**DIRECTIONS FOR THIS TASK:** Copy the following lines verbatim, reproducing every one of them.

**DATA:**
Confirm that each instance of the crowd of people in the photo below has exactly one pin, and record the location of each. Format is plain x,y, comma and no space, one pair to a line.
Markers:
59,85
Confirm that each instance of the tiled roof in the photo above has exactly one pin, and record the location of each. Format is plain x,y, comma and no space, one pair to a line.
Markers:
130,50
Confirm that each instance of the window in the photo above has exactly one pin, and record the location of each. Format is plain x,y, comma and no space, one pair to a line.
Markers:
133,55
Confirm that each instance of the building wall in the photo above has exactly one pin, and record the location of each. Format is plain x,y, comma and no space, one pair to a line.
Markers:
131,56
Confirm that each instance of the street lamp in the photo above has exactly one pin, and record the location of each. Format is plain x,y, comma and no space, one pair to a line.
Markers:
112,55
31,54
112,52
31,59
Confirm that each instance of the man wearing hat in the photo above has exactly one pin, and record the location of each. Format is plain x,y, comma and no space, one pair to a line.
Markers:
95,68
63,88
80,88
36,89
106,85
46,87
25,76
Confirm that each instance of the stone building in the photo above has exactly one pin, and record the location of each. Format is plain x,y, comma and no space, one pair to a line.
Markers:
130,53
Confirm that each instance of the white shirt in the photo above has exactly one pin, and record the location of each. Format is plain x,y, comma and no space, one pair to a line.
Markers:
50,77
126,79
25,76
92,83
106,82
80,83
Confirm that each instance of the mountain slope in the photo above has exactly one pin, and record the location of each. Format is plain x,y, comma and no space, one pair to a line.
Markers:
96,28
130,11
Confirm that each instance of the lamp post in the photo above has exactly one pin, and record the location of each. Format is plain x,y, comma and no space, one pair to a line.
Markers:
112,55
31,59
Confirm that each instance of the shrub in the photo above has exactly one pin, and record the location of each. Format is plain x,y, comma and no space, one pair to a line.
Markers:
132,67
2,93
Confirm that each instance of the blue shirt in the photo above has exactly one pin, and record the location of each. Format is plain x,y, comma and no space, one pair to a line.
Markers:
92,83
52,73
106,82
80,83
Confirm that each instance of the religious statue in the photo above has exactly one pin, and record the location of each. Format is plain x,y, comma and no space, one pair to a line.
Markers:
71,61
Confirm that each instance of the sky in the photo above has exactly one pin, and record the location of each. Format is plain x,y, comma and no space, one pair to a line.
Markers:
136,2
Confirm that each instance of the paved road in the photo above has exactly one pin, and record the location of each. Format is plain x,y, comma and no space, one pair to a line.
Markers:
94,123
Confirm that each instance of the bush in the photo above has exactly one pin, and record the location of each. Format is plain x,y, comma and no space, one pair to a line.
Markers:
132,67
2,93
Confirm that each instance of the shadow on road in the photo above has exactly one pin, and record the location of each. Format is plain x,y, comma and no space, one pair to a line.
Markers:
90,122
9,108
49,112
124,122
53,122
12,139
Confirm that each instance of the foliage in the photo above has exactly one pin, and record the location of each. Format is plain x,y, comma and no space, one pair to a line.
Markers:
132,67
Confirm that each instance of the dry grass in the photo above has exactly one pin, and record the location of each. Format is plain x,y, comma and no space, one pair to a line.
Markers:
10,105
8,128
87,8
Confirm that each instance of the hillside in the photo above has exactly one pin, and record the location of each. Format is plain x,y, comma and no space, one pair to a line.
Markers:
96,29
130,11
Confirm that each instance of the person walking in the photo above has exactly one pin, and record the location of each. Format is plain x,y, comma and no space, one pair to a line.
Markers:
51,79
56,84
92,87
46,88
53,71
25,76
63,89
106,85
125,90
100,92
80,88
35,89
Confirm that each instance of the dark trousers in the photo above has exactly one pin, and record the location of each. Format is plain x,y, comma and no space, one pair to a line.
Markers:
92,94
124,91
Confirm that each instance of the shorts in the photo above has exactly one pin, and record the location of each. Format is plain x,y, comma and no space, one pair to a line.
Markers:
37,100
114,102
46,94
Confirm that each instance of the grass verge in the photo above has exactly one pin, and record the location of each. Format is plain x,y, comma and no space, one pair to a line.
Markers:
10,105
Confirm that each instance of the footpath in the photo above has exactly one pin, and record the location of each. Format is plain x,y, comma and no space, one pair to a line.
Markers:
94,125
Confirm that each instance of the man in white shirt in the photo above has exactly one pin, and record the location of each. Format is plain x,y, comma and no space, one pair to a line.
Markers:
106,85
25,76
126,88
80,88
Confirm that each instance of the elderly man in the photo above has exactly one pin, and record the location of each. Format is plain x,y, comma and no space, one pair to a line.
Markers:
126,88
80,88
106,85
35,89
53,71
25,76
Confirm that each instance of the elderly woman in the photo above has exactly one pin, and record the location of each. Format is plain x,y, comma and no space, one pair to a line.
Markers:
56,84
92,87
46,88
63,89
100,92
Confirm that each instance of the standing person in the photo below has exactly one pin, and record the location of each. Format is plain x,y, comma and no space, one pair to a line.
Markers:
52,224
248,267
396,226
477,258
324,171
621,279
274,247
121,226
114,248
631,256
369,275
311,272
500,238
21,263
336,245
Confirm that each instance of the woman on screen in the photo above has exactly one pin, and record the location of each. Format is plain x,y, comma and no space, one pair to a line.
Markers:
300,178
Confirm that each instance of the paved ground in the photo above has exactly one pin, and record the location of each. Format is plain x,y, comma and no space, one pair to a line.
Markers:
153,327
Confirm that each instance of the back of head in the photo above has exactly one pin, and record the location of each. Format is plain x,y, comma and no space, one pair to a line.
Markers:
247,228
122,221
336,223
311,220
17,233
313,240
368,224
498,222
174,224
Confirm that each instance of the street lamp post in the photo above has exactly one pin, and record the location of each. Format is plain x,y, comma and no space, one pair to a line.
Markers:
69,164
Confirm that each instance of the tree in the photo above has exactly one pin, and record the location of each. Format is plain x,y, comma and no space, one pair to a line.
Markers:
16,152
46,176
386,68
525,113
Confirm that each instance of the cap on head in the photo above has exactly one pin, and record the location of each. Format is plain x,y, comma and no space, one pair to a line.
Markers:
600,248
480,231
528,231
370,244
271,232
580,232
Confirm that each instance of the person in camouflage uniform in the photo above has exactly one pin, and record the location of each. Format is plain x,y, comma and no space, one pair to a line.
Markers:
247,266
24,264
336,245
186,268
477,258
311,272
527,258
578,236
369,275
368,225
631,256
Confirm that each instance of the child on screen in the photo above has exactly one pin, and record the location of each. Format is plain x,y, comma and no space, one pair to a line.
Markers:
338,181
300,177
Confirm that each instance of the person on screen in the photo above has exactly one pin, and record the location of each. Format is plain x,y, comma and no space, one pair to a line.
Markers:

**FINAL RESULT:**
Confirm that each instance of the crowd of people in the photo below has exactly one pin, and record the location of each. Format is plain x,y, comma and no space, one pair to a line.
Markers:
59,85
Confirm that each instance of the tiled roof in the photo above has exactly one pin, and record the location of each. Format is plain x,y, comma and no space, one pair to a line.
Markers:
130,50
Confirm that each instance of the window in the photo above has exactly one pin, and record the location of each. Format is plain x,y, comma and no space, one pair to a line.
Markers:
133,55
Confirm that each instance of the building wall in the photo above has exactly one pin, and record the location of each. Format is plain x,y, comma and no space, one pair to a line.
Markers:
131,56
Confirm that each instance of the street lamp in the photo above has exactly one pin, and record the location of each. Format is plain x,y, comma and no space, one pair to a line.
Markers:
112,55
31,54
112,52
31,59
Confirm that each instance of the man wearing hat in the photo above has exactly one pin, and record the location of each. Format is plain x,y, comma and no space, one pair to a line.
Markers:
95,68
63,88
80,88
36,89
106,85
46,87
25,76
Confirm that each instance of the stone building in the photo above has exactly one pin, and record the location of each. Format is plain x,y, comma and no space, one pair to a line.
Markers:
130,53
Confirm that each instance of the white shirt in the photo above has exactly one pin, and record the location of each. Format is plain x,y, comma and no space, one pair to a line.
Markers:
50,77
126,79
25,76
92,83
106,82
80,83
Confirm that each instance of the mountain slope in the photo above has exactly one pin, and record the location of each. Format is plain x,y, comma and no space, one pair to a line.
Markers:
96,28
130,11
Confirm that each instance of the lamp post in the photo above has exactly one pin, and record the location of each. Format is plain x,y, comma and no space, one pair to a line.
Markers:
112,55
31,59
Confirm that each instance of the shrub in the photo above has exactly one pin, and record the location of each. Format is plain x,y, comma and no space, one pair to a line.
Markers:
132,67
2,93
Confirm that each instance of the blue shirt in the photo above has exactly one pin, and record the location of each. Format is plain x,y, comma and no space, one pair to a line.
Markers:
92,83
52,73
106,82
80,83
Confirm that each instance of the religious statue in the photo above has exactly one pin, and record the location of each. Format is plain x,y, comma and no space, one pair to a line.
Markers:
71,61
Confirm that each instance of the sky in the photo above has exactly one pin, and record the location of each. Format is plain x,y, comma and no space, one pair to a line.
Markers:
136,2
Confirm that each instance of the paved road in the photo above has exactly one pin, and record the location of each. Format is plain x,y, comma and no space, one pair to a line.
Markers:
94,123
Confirm that each instance of the bush in the photo above has exactly one pin, and record the location of each. Format is plain x,y, comma and no space, one pair to a line.
Markers:
132,67
2,93
Confirm that each instance of the shadow on road in the photo above has exactly one pin, and record the location of each. Format is plain x,y, comma and no space, one pair to a line.
Markers:
90,122
9,108
49,112
124,122
53,122
12,139
Confirm that each instance of the foliage in the photo above has exactly one pin, and record the location of each. Format is plain x,y, comma and no space, one pair to a line.
Markers:
132,67
Confirm that each instance of the dry grass in the photo above has exactly one pin, and record the location of each. Format is plain x,y, comma and no space, one pair to a line.
Markers:
10,105
8,128
87,8
Confirm that each instance of the hillside in the photo above has exactly one pin, and record the location of each. Format is plain x,y, comma and no space, one pair to a line.
Markers:
96,29
130,11
Confirm that each instance of the person walking in the photo above has exactly one pin, and record the location of each. Format is plain x,y, comma and no space, one pair to a line.
Markers:
51,79
56,84
92,87
46,88
53,71
25,76
63,89
106,85
125,90
100,92
80,88
35,89
Confirm that each instance of the dark trousers in the photo above has exactly one pin, and record the location of each. Format is plain x,y, comma and no space, one pair to a line.
Markers:
92,94
124,91
Confirm that each instance of the shorts in the photo above has exactly one pin, and record the location of each. Format is plain x,y, comma and no space, one pair to a line.
Markers:
37,100
114,102
46,94
Confirm that each instance of the grass verge in the photo above has exactly one pin, and record the location of each. Format is plain x,y, comma and no space, one pair to a line.
Markers:
10,105
Confirm that each instance of the footpath in the photo above has exactly one pin, and record the location of each. Format is plain x,y, comma and no space, one pair to a line.
Markers:
94,125
Confirm that each instance of the man in white shirt in the photo above has exactly one pin, and record the location of each. Format is plain x,y, comma and no space, one pair to a line.
Markers:
106,85
25,76
126,88
80,88
Confirm that each instance of the elderly man in the photo above has exactly one pin, and record the location of each. Format is plain x,y, comma and no space, one pair to a line.
Markers:
126,88
80,88
106,85
35,89
53,71
25,76
Confirm that each instance of the elderly woman in the photo above has exactly one pin, and record the location of each. Format is plain x,y, comma and no space, one pair to a line.
Markers:
56,84
92,87
46,88
63,89
100,92
Confirm that each instance of the standing person in the photo below has exactly one pin, and record the location of each. Format is plain x,y, comma and no space, one pair to a line.
Markers:
52,224
248,267
396,226
477,258
324,171
621,279
274,247
121,226
114,248
631,256
369,275
311,272
500,238
21,263
336,245
Confirm that each instance of the woman on screen in the photo above has exactly one pin, and record the location of each. Format is plain x,y, comma and no space, one pair to a line.
Markers:
300,178
Confirm that each instance of the paved ground in the photo above has exactly one pin, and record the location of each. Format is plain x,y, comma and no space, one pair to a line.
Markers:
153,327
Confirm that each instance of the back of head in the photo above has exactly one pin, and record the location of each. Format is plain x,y, comma and no space, one pair to a line.
Markers:
247,228
122,221
336,223
311,220
17,233
313,240
368,224
498,222
174,224
Confirm that each instance of the street lamp post in the photo above has exactly one pin, and record the location of each. Format is plain x,y, comma and no space, one pair to a line.
Markers:
69,164
Confirm that each instance of the tree in the photo above has exactly one pin, and record the location of each. Format is plain x,y, comma and no space, one pair to a line.
Markers:
16,152
46,176
386,68
525,113
Confirm that each instance of the cap on head in the photo above has exactly one pin, and record the location of each. Format is plain x,y, comma and no space, one pair to a line.
Markers:
600,248
480,231
528,231
370,244
271,232
580,232
Confirm that each instance of the person in camouflage uniform in the photo above has exactly one pin, and record the location of each. Format is plain x,y, comma and no space, one pair to a line.
Markers:
247,266
24,264
336,245
186,268
477,258
311,272
527,258
578,236
369,275
368,225
631,256
Confirm that each instance of the child on screen in the photo above has exactly one pin, and record the location of each. Format is plain x,y, comma and no space, one pair to a line.
Markers:
338,181
300,177
Confirm that each instance of the person on screen in the photo above has exactly one pin, and record the location of each. Format is plain x,y, comma and no space, one pair to a line.
Markers:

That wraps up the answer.